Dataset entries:

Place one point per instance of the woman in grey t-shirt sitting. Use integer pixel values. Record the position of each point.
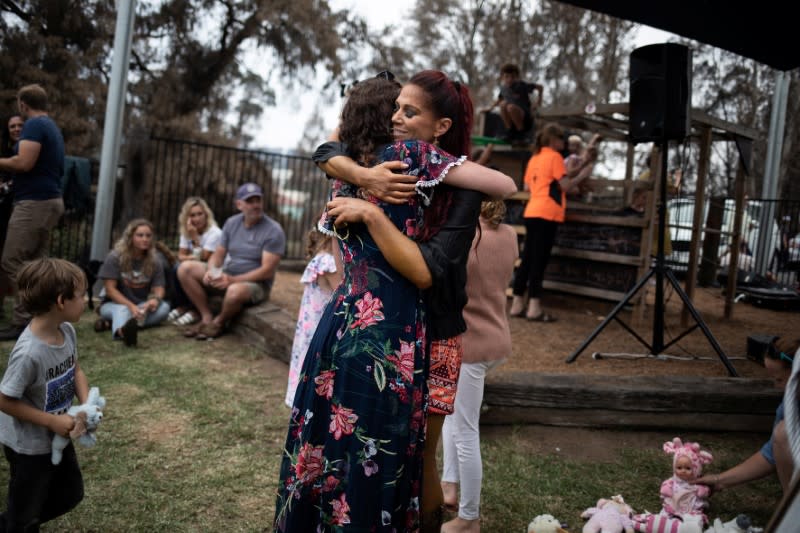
(133, 282)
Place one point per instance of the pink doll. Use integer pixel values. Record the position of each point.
(679, 495)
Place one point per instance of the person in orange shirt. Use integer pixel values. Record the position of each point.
(548, 182)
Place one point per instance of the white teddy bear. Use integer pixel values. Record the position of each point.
(87, 418)
(545, 523)
(609, 516)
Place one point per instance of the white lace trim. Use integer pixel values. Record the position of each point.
(427, 184)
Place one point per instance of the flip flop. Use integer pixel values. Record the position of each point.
(186, 319)
(543, 317)
(173, 315)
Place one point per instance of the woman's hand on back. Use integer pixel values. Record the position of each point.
(351, 210)
(382, 182)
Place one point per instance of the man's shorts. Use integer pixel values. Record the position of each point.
(259, 291)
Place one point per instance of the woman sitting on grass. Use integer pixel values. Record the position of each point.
(133, 283)
(200, 236)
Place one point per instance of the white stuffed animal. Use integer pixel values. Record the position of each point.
(87, 418)
(663, 523)
(609, 516)
(545, 523)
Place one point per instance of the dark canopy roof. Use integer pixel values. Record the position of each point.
(766, 32)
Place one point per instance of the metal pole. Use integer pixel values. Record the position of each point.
(769, 190)
(112, 129)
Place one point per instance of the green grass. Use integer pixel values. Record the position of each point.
(193, 430)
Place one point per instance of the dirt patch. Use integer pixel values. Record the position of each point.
(543, 347)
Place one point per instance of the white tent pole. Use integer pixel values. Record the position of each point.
(112, 129)
(769, 189)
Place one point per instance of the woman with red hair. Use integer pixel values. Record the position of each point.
(433, 108)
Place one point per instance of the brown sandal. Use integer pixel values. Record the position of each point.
(209, 331)
(192, 331)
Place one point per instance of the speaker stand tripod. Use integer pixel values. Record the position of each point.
(661, 272)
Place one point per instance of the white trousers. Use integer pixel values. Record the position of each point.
(461, 439)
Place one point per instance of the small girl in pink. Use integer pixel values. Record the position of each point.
(679, 494)
(322, 275)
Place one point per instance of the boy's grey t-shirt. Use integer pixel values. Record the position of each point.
(244, 245)
(42, 376)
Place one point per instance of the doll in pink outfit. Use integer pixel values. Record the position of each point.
(679, 494)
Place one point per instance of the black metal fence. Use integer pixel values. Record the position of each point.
(164, 172)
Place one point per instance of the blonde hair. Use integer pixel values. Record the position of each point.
(124, 247)
(34, 96)
(184, 215)
(41, 281)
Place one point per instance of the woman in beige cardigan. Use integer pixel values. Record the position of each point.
(486, 342)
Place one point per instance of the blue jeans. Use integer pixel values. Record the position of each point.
(118, 314)
(38, 490)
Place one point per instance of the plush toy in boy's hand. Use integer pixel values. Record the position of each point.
(87, 417)
(609, 516)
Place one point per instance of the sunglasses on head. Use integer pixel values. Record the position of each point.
(773, 353)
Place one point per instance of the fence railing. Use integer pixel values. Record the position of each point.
(164, 172)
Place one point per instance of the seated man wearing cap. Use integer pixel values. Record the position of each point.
(242, 267)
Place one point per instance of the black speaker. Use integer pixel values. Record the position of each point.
(660, 92)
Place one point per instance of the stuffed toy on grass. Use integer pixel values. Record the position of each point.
(680, 495)
(87, 417)
(663, 523)
(545, 523)
(609, 516)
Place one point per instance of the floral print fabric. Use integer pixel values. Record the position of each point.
(353, 454)
(311, 307)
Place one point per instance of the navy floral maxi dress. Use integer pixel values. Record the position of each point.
(353, 455)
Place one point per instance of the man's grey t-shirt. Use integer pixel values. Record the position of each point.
(42, 376)
(245, 245)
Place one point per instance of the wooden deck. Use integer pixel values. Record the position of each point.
(651, 402)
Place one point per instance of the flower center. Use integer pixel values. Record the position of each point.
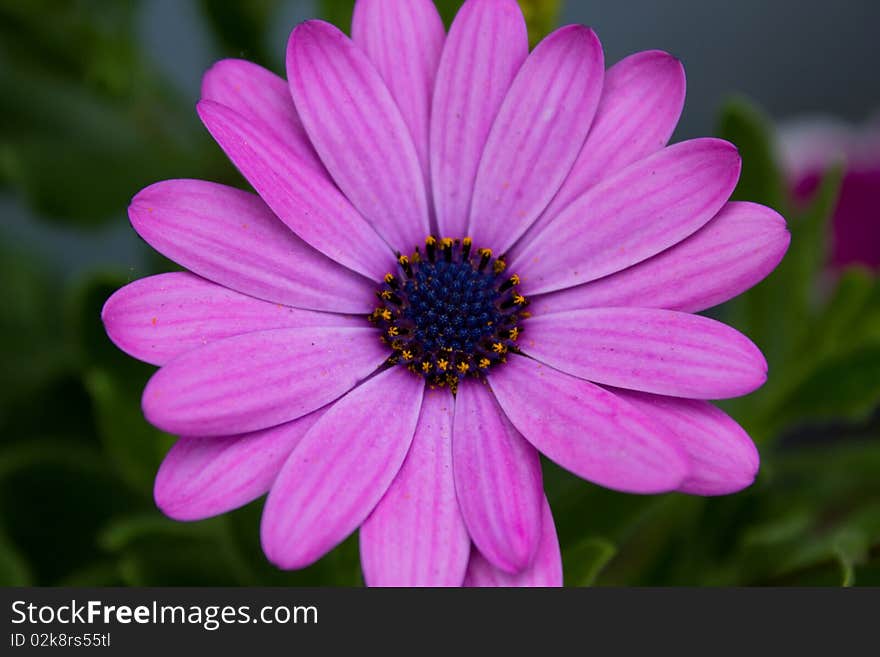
(450, 312)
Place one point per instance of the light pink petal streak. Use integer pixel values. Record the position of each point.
(358, 131)
(497, 478)
(727, 256)
(258, 380)
(159, 317)
(587, 429)
(258, 94)
(723, 459)
(634, 214)
(485, 48)
(404, 41)
(642, 99)
(204, 477)
(537, 135)
(341, 469)
(310, 205)
(648, 349)
(416, 536)
(545, 570)
(232, 238)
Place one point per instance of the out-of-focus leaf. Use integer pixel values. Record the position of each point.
(847, 386)
(583, 562)
(541, 15)
(131, 443)
(84, 122)
(14, 570)
(242, 26)
(743, 124)
(34, 345)
(53, 498)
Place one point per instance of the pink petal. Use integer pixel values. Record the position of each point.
(341, 469)
(486, 46)
(159, 317)
(537, 135)
(661, 351)
(545, 570)
(358, 131)
(260, 95)
(416, 536)
(497, 478)
(638, 212)
(204, 477)
(404, 40)
(230, 237)
(586, 429)
(723, 458)
(306, 201)
(258, 380)
(641, 102)
(727, 256)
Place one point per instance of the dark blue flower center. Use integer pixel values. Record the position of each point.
(450, 312)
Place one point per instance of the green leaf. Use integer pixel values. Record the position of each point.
(584, 561)
(541, 15)
(242, 26)
(743, 124)
(131, 443)
(14, 570)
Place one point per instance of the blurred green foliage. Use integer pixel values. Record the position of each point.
(86, 120)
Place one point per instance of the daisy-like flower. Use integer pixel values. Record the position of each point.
(460, 254)
(809, 148)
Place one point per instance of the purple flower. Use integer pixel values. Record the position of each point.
(810, 147)
(462, 254)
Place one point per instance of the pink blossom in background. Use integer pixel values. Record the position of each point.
(809, 148)
(460, 255)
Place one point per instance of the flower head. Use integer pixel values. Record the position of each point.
(460, 254)
(810, 147)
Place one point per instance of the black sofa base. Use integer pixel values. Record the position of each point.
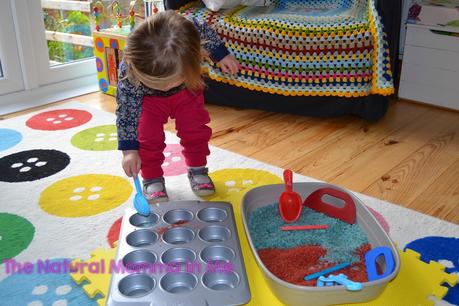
(370, 108)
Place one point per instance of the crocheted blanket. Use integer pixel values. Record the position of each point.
(303, 47)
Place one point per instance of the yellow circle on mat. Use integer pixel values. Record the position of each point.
(85, 195)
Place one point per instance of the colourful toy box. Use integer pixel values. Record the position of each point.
(108, 50)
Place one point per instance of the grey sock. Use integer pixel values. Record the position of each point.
(200, 179)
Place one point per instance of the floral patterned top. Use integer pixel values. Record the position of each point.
(129, 97)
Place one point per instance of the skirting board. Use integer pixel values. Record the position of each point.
(22, 100)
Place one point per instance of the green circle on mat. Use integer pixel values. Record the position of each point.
(16, 233)
(99, 138)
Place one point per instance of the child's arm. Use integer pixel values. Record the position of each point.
(212, 42)
(129, 103)
(216, 48)
(129, 100)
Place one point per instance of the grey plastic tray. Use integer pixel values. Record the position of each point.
(292, 294)
(186, 235)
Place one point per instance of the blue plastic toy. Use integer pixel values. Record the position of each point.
(339, 279)
(140, 203)
(326, 271)
(371, 264)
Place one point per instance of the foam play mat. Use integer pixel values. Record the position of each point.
(63, 192)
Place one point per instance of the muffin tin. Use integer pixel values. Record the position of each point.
(183, 253)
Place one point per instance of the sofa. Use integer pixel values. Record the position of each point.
(365, 89)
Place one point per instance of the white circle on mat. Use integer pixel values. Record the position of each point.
(17, 165)
(75, 198)
(39, 290)
(63, 290)
(93, 197)
(60, 303)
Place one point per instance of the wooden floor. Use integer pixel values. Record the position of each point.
(410, 157)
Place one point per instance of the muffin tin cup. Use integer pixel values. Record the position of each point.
(136, 285)
(217, 253)
(141, 238)
(178, 216)
(185, 253)
(178, 235)
(144, 222)
(212, 215)
(220, 281)
(214, 233)
(179, 282)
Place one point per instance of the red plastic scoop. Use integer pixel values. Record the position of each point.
(289, 201)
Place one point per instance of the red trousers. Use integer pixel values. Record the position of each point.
(191, 119)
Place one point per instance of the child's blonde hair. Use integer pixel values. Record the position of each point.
(163, 49)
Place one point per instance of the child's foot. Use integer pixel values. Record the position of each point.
(154, 190)
(200, 182)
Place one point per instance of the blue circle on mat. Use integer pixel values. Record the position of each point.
(45, 285)
(103, 85)
(440, 248)
(9, 138)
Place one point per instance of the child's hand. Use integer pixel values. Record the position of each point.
(131, 162)
(229, 64)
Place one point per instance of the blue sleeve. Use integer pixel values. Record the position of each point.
(128, 108)
(212, 42)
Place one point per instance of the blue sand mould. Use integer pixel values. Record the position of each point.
(9, 138)
(43, 287)
(440, 248)
(326, 271)
(140, 203)
(339, 279)
(371, 264)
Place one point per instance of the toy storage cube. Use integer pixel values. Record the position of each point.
(108, 50)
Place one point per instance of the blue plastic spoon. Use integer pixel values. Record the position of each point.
(140, 203)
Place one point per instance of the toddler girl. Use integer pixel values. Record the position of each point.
(160, 77)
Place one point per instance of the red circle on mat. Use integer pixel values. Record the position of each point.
(114, 232)
(60, 119)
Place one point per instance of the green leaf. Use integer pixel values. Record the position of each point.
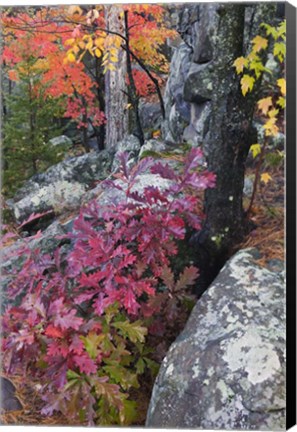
(91, 343)
(122, 376)
(152, 365)
(279, 50)
(188, 277)
(270, 31)
(281, 102)
(133, 331)
(240, 63)
(128, 414)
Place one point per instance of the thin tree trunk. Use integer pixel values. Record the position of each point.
(132, 92)
(115, 99)
(228, 140)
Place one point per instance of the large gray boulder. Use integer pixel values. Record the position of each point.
(131, 145)
(13, 257)
(227, 368)
(62, 186)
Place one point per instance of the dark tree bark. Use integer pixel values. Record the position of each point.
(133, 98)
(229, 134)
(115, 99)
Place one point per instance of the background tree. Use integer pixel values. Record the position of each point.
(229, 138)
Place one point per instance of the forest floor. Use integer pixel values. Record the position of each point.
(267, 236)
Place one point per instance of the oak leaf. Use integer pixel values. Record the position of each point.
(265, 177)
(247, 84)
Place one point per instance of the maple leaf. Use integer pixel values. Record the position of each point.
(247, 84)
(279, 50)
(259, 43)
(85, 364)
(255, 149)
(281, 102)
(240, 63)
(265, 104)
(271, 129)
(265, 177)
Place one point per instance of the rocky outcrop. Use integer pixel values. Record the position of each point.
(61, 186)
(227, 368)
(129, 144)
(8, 399)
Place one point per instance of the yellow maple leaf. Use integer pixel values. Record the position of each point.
(265, 177)
(69, 41)
(281, 102)
(273, 113)
(74, 10)
(98, 52)
(265, 104)
(259, 43)
(255, 149)
(247, 84)
(270, 127)
(71, 57)
(240, 63)
(282, 85)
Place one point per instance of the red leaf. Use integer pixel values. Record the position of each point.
(85, 364)
(53, 331)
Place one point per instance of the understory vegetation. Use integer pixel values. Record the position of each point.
(86, 321)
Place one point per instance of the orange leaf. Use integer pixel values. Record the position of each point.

• **REQUIREMENTS**:
Quote the material above exactly, from the line holding "Place one point per instance of the toddler" through its last line, including both. Omit the pictures.

• **TASK ANSWER**:
Place one point per instance of the toddler girl. Use integer pixel values. Record the position of each point.
(160, 77)
Place one point per instance of the red circle on mat. Use integer pixel values. Record the position of each point.
(114, 232)
(60, 119)
Place one point per instance of the green leaf. Use integer pixel values. Record the position of each point.
(91, 343)
(122, 376)
(152, 365)
(279, 50)
(188, 277)
(270, 31)
(281, 102)
(133, 331)
(240, 63)
(128, 414)
Place one point per instance of the thin tree trunk. Use integer pixel values. Record the position of each point.
(132, 92)
(115, 99)
(228, 140)
Place one point per instance of the large gray boulder. Use integer pixel values. Record the position of each point.
(131, 145)
(13, 257)
(227, 368)
(62, 186)
Place one point per instance of the dark tree bark. Use integer pixel values. Record the position of each point.
(133, 98)
(229, 134)
(115, 99)
Place one point per instance of the background tree. Use integer pixel values. Record the position of each point.
(229, 138)
Place one point per instance of the forest floor. Use integer pixel values. Record the position of each point.
(267, 236)
Place one point per instance of the oak leaf. Use integer pixel values. Record the position of each point.
(265, 177)
(247, 84)
Place one point per instance of the maple leaf. Use integer pixel values. Record the position of each point.
(247, 84)
(279, 50)
(259, 43)
(85, 364)
(255, 149)
(281, 102)
(240, 63)
(265, 104)
(271, 129)
(265, 177)
Place one point per instance of the rocky outcrop. Use integer pixel values. Record the position of each point.
(61, 186)
(227, 368)
(129, 144)
(8, 399)
Place one point per instance of the yellow maple leaf. Use integer pixel values. Record the position of each point.
(265, 177)
(69, 41)
(281, 102)
(273, 113)
(74, 10)
(98, 52)
(265, 104)
(259, 43)
(255, 149)
(247, 84)
(270, 127)
(71, 57)
(240, 63)
(282, 85)
Place one point per instance of the red leaf. Use integer pixel values. Record the position of each point.
(85, 364)
(53, 331)
Place one point per instance of the understory vegetation. Use integer pixel values. Record the position of each point.
(86, 321)
Place one point per instance of the orange leaf. Use integer pixel values. Record the position of each point.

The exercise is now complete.